▸ **Try it**: Line by line, transcribe the data below exactly and pass over the images.

▸ **Records for this task**:
----
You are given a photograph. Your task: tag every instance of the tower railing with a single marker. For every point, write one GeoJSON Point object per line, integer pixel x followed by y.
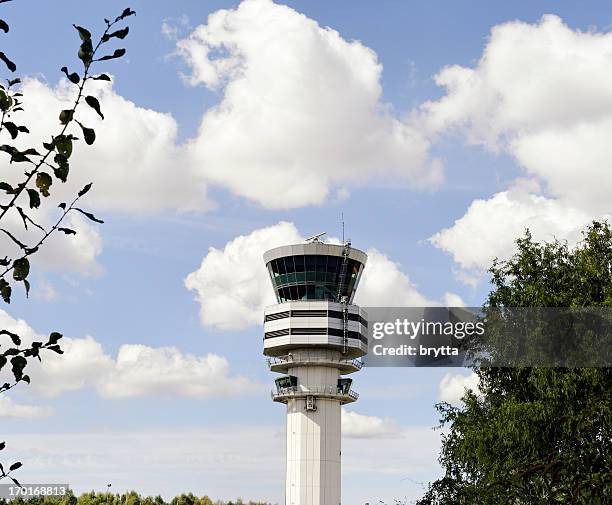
{"type": "Point", "coordinates": [290, 359]}
{"type": "Point", "coordinates": [323, 391]}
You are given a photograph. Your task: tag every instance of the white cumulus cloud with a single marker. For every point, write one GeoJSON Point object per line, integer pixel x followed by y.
{"type": "Point", "coordinates": [356, 425]}
{"type": "Point", "coordinates": [538, 93]}
{"type": "Point", "coordinates": [489, 227]}
{"type": "Point", "coordinates": [301, 111]}
{"type": "Point", "coordinates": [13, 410]}
{"type": "Point", "coordinates": [452, 387]}
{"type": "Point", "coordinates": [138, 370]}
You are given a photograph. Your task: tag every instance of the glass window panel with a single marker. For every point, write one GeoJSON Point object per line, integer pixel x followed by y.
{"type": "Point", "coordinates": [321, 263]}
{"type": "Point", "coordinates": [310, 292]}
{"type": "Point", "coordinates": [310, 262]}
{"type": "Point", "coordinates": [299, 263]}
{"type": "Point", "coordinates": [319, 292]}
{"type": "Point", "coordinates": [300, 292]}
{"type": "Point", "coordinates": [289, 265]}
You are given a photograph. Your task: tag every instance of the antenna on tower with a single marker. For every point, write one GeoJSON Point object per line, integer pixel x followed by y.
----
▸ **Answer space**:
You are given a photograph. Your task: tag every instance of the tower railing with a single marker. For every point, write one GeoJSON Point object per line, integer pixel x followed by y.
{"type": "Point", "coordinates": [290, 359]}
{"type": "Point", "coordinates": [323, 391]}
You are given a photograph. Your task: tag every instance of the white cumulus cloud with a single marker. For every point, write one GeoJSON Point object per line, integer pixel x followed by y.
{"type": "Point", "coordinates": [356, 425]}
{"type": "Point", "coordinates": [538, 93]}
{"type": "Point", "coordinates": [489, 227]}
{"type": "Point", "coordinates": [301, 111]}
{"type": "Point", "coordinates": [13, 410]}
{"type": "Point", "coordinates": [452, 387]}
{"type": "Point", "coordinates": [138, 370]}
You are given a photograph. Your task: tag every instance of the glass window panel with a single marker. For every point, write one GeoJSON Point object per line, integer pixel x followed by y.
{"type": "Point", "coordinates": [321, 263]}
{"type": "Point", "coordinates": [310, 292]}
{"type": "Point", "coordinates": [310, 262]}
{"type": "Point", "coordinates": [299, 263]}
{"type": "Point", "coordinates": [319, 292]}
{"type": "Point", "coordinates": [300, 292]}
{"type": "Point", "coordinates": [289, 265]}
You are given a photograph. Your task: tag every instance of the antenna on tower with a single marker. For every point, write one GeoJSON Point object per line, integer pixel x followed by y.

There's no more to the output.